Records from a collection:
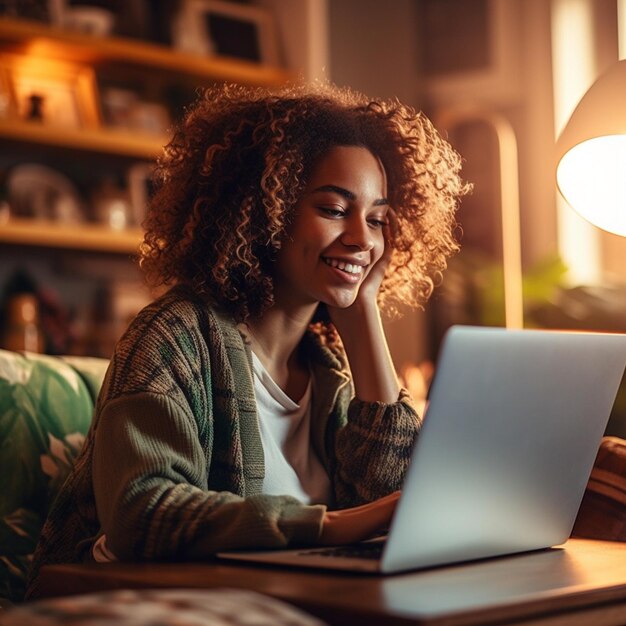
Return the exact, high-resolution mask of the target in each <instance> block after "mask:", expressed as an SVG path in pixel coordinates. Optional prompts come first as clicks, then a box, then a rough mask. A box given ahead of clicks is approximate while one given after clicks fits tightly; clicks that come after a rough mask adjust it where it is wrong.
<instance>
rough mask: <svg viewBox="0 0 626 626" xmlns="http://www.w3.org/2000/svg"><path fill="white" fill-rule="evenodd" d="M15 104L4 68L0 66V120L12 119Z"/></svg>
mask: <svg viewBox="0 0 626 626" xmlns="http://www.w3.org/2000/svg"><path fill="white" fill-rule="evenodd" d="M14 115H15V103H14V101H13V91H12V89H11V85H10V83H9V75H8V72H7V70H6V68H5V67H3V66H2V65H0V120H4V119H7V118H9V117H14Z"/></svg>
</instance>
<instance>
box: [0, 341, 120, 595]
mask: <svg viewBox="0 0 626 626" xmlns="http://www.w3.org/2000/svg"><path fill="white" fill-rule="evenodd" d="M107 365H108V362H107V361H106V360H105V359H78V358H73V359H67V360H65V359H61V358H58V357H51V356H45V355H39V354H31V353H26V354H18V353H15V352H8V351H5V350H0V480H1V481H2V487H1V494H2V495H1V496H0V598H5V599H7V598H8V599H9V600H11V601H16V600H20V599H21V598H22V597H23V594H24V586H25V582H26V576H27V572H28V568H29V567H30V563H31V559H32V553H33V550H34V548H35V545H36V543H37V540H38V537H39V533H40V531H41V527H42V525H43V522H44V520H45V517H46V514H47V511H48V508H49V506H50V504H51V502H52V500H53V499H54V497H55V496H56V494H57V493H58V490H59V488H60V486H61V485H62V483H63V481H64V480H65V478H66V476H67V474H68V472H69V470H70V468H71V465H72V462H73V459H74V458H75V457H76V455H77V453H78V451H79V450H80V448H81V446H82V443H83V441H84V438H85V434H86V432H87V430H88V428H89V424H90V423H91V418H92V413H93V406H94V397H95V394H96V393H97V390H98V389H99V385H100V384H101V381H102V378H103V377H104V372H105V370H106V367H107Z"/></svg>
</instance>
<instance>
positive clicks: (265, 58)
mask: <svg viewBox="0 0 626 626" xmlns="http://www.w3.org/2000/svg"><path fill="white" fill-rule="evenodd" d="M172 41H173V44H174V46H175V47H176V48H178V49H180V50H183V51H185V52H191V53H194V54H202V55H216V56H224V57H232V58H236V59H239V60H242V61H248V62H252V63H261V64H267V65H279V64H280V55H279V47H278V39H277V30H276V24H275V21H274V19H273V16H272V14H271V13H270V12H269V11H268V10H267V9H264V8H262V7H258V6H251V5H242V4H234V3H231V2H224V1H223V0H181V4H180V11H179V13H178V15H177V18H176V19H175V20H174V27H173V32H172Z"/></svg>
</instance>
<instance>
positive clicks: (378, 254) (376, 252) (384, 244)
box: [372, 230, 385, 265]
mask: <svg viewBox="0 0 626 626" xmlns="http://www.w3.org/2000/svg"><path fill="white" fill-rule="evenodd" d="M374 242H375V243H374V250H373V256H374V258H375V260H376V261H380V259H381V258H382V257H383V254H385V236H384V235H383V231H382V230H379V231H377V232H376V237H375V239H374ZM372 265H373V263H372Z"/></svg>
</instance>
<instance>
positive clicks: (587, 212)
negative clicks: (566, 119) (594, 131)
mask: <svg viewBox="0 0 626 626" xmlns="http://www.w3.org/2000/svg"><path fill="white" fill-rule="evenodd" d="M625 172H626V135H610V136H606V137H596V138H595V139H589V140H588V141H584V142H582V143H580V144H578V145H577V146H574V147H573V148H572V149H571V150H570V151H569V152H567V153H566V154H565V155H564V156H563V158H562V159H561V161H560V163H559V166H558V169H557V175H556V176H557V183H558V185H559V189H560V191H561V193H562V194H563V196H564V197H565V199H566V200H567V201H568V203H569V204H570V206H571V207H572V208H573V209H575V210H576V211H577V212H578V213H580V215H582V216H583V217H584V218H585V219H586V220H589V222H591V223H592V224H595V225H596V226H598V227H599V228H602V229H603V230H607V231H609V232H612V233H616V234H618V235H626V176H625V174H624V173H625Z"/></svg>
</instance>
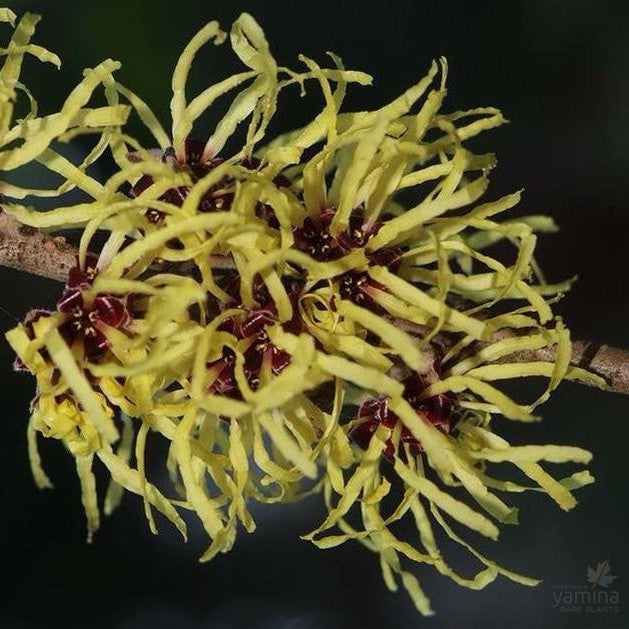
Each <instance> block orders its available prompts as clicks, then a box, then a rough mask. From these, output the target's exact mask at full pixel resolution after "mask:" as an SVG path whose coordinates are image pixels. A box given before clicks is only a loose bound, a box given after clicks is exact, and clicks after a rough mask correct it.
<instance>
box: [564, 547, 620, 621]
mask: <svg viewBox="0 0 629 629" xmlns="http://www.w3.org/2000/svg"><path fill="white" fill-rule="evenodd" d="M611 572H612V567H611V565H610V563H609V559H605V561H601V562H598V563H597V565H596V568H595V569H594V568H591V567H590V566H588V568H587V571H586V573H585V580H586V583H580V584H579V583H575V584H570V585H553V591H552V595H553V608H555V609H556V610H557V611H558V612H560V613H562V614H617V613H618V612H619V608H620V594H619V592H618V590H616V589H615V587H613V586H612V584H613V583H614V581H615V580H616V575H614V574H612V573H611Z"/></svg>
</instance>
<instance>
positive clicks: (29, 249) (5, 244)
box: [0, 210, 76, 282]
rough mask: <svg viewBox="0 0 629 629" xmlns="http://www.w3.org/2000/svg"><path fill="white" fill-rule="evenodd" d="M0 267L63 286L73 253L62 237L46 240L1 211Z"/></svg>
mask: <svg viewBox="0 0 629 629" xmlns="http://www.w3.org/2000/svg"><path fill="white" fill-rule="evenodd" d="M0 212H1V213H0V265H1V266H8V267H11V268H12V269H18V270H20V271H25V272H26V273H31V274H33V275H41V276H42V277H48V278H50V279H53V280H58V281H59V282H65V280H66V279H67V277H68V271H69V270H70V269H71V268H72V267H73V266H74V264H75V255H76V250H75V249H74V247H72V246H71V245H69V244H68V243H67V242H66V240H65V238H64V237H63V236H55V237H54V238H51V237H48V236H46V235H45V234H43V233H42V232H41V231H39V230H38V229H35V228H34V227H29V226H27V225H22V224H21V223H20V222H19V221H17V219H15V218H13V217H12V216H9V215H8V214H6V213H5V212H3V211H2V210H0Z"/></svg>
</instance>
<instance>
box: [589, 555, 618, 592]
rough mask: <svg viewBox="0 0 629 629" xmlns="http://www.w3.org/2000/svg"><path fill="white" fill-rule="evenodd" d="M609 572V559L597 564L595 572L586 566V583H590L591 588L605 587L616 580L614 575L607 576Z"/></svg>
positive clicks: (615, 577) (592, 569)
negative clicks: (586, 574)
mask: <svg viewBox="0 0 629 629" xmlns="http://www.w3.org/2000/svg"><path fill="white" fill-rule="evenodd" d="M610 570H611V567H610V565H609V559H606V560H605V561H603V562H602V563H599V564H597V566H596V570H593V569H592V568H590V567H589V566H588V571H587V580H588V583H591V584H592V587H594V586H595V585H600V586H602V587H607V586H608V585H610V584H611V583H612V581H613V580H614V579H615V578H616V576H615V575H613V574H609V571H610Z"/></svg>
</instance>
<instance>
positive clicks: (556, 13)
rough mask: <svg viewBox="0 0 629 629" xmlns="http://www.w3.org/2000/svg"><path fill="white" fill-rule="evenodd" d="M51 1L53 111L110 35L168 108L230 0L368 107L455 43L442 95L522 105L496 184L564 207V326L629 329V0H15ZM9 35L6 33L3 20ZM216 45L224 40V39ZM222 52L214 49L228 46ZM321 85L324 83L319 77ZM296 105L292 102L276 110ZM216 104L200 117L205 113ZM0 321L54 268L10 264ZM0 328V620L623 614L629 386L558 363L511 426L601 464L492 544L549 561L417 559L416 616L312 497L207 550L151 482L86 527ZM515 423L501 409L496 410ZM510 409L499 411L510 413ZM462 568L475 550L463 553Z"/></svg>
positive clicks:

PROBLEM: Copy out all lines above holding "given".

YOUR RESPONSE:
Return the exact, high-resolution mask of the target in each <instance> block after "mask:", expressed as an SVG path in pixel coordinates. Optional prompts come first as clicks, then a box, then a rough mask. A box given ahead of clicks is approximate while one given after clicks fits tightly; clicks that come after a rough mask adjust it where it is wrong.
Each <instance> block orders its available prompts as clicks, then a box, then a rough mask. From these, output the target's exact mask at full pixel resolution after "mask:" as an SVG path whose coordinates are image pixels. A box given before clicks is only a loose bound, a box given after clicks is exact, and clicks after a rough mask correct it.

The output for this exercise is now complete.